Document extract
#####

Luxembourg's cannabis legalisation is EU opportunity




The announcement that Luxembourg would legalise and regulate cannabis for recreational purposes attracted much media attention this summer.

Similar to the outcome of similar discussions that took place in Canada, Uruguay, and many US states, Luxembourg authorities reached the conclusion that the prohibition of cannabis had failed to achieve any of its objectives, namely the elimination of the use, cultivation and trafficking in cannabis.

In fact, the substance is more available, more potent and more consumed than ever.


This is groundbreaking news, as Luxembourg will be the first European country to legally regulate the production, sale and consumption of cannabis (the Netherlands has a policy of de facto regulation of sale and consumption only), with all the implications this holds.

More importantly perhaps, if there is an EU country that can shift from prohibition to legal regulation and succeed, it is Luxembourg, where there are strong institutions, informed and empowered citizens, and trust between the people and their representatives.


Of course, this raises challenges for the EU and its three million cannabis consumers.


The decision to restrict sales to Luxembourg adult residents responds clearly to any issues related to border control and will minimise, if not prevent, cannabis tourism.

#####

Information shown
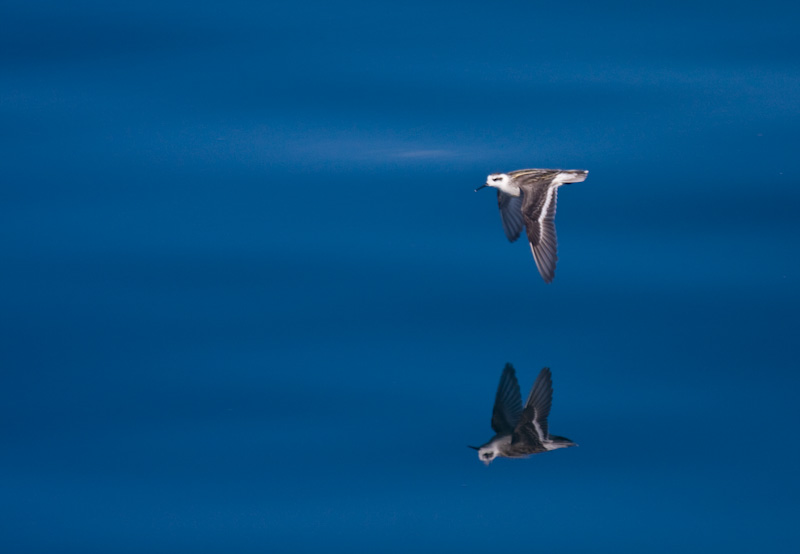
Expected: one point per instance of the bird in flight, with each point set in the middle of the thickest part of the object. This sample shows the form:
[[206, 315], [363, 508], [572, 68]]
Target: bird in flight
[[521, 431], [528, 197]]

#####

Problem to work on
Please pick up the article on Luxembourg's cannabis legalization after its last sentence and keep writing it.

Solved exercise
However, there will also be a need to manage the impact on the illegal trade in terms of product quality, trade routes and displacement due to a balloon effect: as the illegal market is pushed out of Luxembourg, it will most certainly shift to neighbouring countries just as the air compressed in a balloon at one end appears at the other.

Social and health issues may also become more severe in border regions, with higher rates of use and increased trafficking. This could require a different approach to transnational law-enforcement cooperation.


But the real question remains: are these issues for Luxembourg only, which is simply changing a failed policy of prohibition, or are they not also issues for its neighbouring countries, which refuse the evidence of the failure of their repressive policies and prefer to maintain their position in order to appear tough on crime?

The reality is that Luxembourg is embracing a policy that responds to the needs of its citizens who consume cannabis.


What about neighbours?

The onus is now on neighbouring governments to provide the same legal protective environment to their citizens who produce or use cannabis, or to continue to prohibit it and be forced to manage, regardless of the astronomical costs for their economies and youth, the unintended negative consequences of prohibition.

Many people (if not most) see this move as 'liberalising' or 'softening' the response to drugs, and to cannabis more specifically.

Yet, legally-regulating drugs transcends partisan politics, in the same way prohibition does.


A conservative view should support regulation as stripping the criminal justice system of its role in imposing straitjacket prohibition on citizens and developing a legal model of sale and consumption that respects individual rights and civil liberties.


It would also consider a minimal regulatory role by the state and a maximal accountability of clients if they hurt others with their use.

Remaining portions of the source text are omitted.